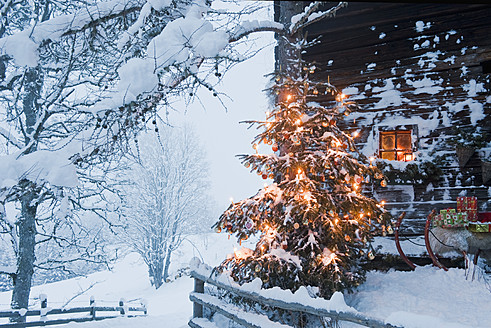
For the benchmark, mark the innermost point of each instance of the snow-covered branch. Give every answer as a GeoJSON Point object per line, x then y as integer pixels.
{"type": "Point", "coordinates": [250, 27]}
{"type": "Point", "coordinates": [310, 15]}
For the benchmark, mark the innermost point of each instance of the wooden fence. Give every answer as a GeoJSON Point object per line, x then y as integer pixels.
{"type": "Point", "coordinates": [18, 318]}
{"type": "Point", "coordinates": [255, 320]}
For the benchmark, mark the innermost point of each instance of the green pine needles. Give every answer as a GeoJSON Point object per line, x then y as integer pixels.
{"type": "Point", "coordinates": [315, 219]}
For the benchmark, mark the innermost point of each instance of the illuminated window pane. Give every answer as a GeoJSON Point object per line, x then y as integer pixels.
{"type": "Point", "coordinates": [388, 155]}
{"type": "Point", "coordinates": [396, 146]}
{"type": "Point", "coordinates": [388, 141]}
{"type": "Point", "coordinates": [404, 141]}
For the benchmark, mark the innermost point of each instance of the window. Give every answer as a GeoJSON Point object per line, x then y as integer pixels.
{"type": "Point", "coordinates": [486, 66]}
{"type": "Point", "coordinates": [396, 145]}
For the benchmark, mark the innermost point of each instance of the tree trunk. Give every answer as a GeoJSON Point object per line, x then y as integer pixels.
{"type": "Point", "coordinates": [27, 241]}
{"type": "Point", "coordinates": [167, 263]}
{"type": "Point", "coordinates": [26, 224]}
{"type": "Point", "coordinates": [155, 271]}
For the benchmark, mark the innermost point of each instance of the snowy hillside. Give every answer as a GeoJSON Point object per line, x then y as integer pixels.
{"type": "Point", "coordinates": [427, 297]}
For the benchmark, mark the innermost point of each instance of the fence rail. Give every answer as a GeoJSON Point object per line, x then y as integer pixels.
{"type": "Point", "coordinates": [18, 318]}
{"type": "Point", "coordinates": [201, 300]}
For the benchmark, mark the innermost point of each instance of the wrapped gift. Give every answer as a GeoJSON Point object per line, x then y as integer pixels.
{"type": "Point", "coordinates": [484, 217]}
{"type": "Point", "coordinates": [479, 226]}
{"type": "Point", "coordinates": [450, 218]}
{"type": "Point", "coordinates": [466, 203]}
{"type": "Point", "coordinates": [469, 205]}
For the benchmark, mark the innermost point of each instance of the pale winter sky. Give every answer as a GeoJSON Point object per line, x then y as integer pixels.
{"type": "Point", "coordinates": [219, 129]}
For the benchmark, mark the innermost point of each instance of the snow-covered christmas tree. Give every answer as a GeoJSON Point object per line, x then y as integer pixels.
{"type": "Point", "coordinates": [317, 219]}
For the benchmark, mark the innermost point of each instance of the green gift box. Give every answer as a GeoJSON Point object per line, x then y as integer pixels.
{"type": "Point", "coordinates": [480, 226]}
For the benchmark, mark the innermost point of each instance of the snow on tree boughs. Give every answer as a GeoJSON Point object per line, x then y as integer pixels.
{"type": "Point", "coordinates": [316, 220]}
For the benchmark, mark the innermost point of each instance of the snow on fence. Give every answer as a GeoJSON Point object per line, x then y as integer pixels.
{"type": "Point", "coordinates": [18, 318]}
{"type": "Point", "coordinates": [300, 303]}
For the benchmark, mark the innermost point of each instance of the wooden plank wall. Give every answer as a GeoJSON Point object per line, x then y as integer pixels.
━━━
The records above are to be reproduced exactly; the pictures are to be left out.

For the benchmark, mark the innermost point of each instance of the snow-covered branch. Give every answer as a GeoJSON Point object per line, x then y as integer pixels.
{"type": "Point", "coordinates": [250, 27]}
{"type": "Point", "coordinates": [310, 15]}
For the benchmark, mark the innermost point of each instance of the wooden fence. Give every answer as a GeoJSON Point object per line, x then y as integer pixels.
{"type": "Point", "coordinates": [18, 318]}
{"type": "Point", "coordinates": [255, 320]}
For the benchmark, mark the innermost point of each instance of the green pine needles. Give every answer as a GeoJSON Point object per line, x then y as integer pixels.
{"type": "Point", "coordinates": [315, 219]}
For the benchmark, mark the innermost point of each instance of the illuminated window pane. Give every answer as a GeoJSON Point object per line, x then y as integer pixels.
{"type": "Point", "coordinates": [388, 155]}
{"type": "Point", "coordinates": [396, 146]}
{"type": "Point", "coordinates": [388, 141]}
{"type": "Point", "coordinates": [404, 141]}
For the benchmark, mark the innermost point of each instance of the window. Give every answer as a GeoJSON Point object per line, x then y as integer pixels.
{"type": "Point", "coordinates": [486, 66]}
{"type": "Point", "coordinates": [396, 145]}
For the benchmark, mark the innermost point of each instance of the tree trunk. Give every answer as a GeoJSON Point object per line, x then y as integer pixels.
{"type": "Point", "coordinates": [27, 241]}
{"type": "Point", "coordinates": [167, 263]}
{"type": "Point", "coordinates": [26, 224]}
{"type": "Point", "coordinates": [155, 271]}
For the benchmark, mark the innermost point of each instance of the snowy hillside. Give every answer as a GeoJSON Point object per line, x then y as integer pixels.
{"type": "Point", "coordinates": [427, 297]}
For the benchmark, mark the innermost point of each instance of the fence rail. Give every answer as a GeoJSON Point object per line, x then y as integer pixels.
{"type": "Point", "coordinates": [18, 318]}
{"type": "Point", "coordinates": [201, 300]}
For the benchmark, mark the innermost point of each instance of the wrapped gift. Give every answer as a GeoJSON Point object per line, x then y as integer pixels.
{"type": "Point", "coordinates": [484, 217]}
{"type": "Point", "coordinates": [479, 226]}
{"type": "Point", "coordinates": [450, 218]}
{"type": "Point", "coordinates": [466, 203]}
{"type": "Point", "coordinates": [469, 205]}
For the benchmark, mark the innermost point of each instance of the pale winter sky. Give every answer as a GeoJSON Point object per line, x then y as integer pixels.
{"type": "Point", "coordinates": [219, 129]}
For the benchmark, mark the innermost point of each instance of the snow-covered christmas tree. Give every answer as a GeoJSON Point object per line, x then y as integer pixels.
{"type": "Point", "coordinates": [317, 219]}
For the benchmark, mark the innermost point of each instance of the green gift box. Give every answer as a GeoJSON Point object per line, x then y as integer pixels.
{"type": "Point", "coordinates": [480, 226]}
For the benchmark, mark the innermost point of each instance of the snow on tree boughs. Give every answer as a GeoJSON Point object per line, x then y as integer pixels.
{"type": "Point", "coordinates": [316, 220]}
For the benchmark, mark the innermost point of each instance of the snow on fence. Give every answer as a GeoJSON Point object per line, x then y as integer pixels.
{"type": "Point", "coordinates": [18, 318]}
{"type": "Point", "coordinates": [300, 303]}
For the benchmark, mark the innermost point of each instance of the wooden plank wall. Give every answer as a GeoJSON Point object per line, x then y as integer pixels.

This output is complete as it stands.